-- Description of the task --
How many lines of the material below contain the string "rocky"? Reply with the number alone.

-- Source data --
◇ ◇ ◇

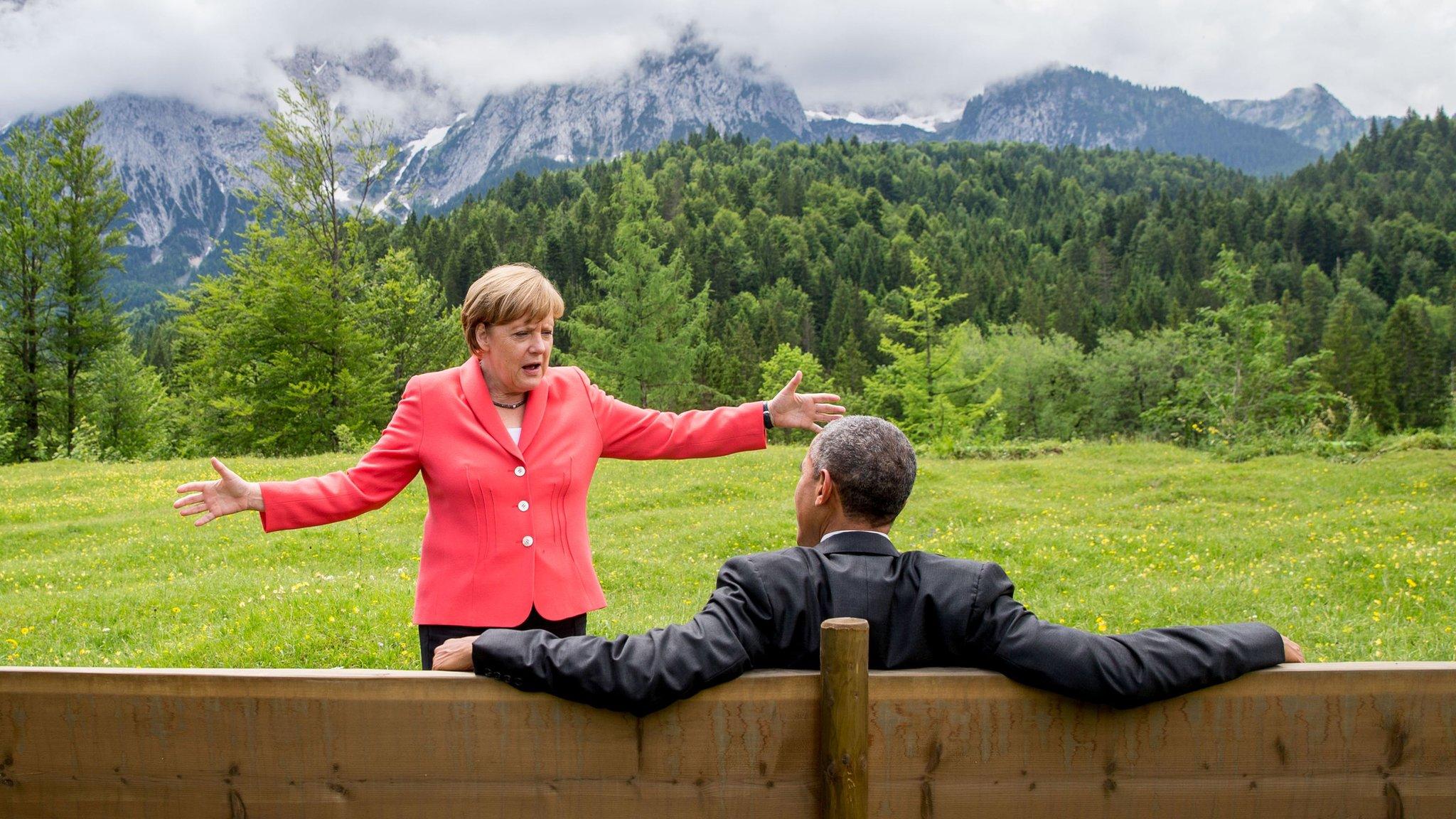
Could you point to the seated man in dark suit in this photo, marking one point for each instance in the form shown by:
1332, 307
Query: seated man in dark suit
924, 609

◇ ◇ ◇

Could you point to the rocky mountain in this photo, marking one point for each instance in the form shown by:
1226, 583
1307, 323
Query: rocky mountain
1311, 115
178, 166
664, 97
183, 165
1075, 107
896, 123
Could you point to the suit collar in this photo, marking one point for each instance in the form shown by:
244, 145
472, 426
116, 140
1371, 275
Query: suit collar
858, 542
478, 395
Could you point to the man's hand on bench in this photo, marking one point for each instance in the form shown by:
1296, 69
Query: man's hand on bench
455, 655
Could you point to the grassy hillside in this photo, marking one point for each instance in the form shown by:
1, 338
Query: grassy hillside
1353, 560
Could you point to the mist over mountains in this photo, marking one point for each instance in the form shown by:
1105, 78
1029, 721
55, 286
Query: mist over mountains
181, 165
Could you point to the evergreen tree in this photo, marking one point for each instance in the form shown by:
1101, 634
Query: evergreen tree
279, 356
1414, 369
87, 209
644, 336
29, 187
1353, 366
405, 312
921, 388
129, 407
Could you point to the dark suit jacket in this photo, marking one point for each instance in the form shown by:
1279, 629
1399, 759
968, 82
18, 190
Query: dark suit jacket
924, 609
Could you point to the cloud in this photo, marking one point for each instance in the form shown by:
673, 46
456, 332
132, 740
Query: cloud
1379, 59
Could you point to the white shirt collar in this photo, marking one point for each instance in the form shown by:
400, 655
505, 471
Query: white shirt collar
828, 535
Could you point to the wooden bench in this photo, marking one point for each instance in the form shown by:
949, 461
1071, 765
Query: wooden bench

◇ ◇ ◇

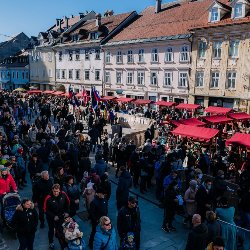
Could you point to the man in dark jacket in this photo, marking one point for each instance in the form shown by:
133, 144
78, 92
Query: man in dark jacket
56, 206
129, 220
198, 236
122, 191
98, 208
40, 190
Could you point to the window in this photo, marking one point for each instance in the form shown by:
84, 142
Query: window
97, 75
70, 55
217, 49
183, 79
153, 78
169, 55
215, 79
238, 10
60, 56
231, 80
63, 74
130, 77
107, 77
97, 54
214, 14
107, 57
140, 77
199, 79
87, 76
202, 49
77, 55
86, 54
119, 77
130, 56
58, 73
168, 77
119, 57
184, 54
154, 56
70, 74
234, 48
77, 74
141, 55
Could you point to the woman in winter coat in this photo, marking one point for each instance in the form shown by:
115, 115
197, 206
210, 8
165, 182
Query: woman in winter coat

◇ ◇ ◇

-- Task solution --
2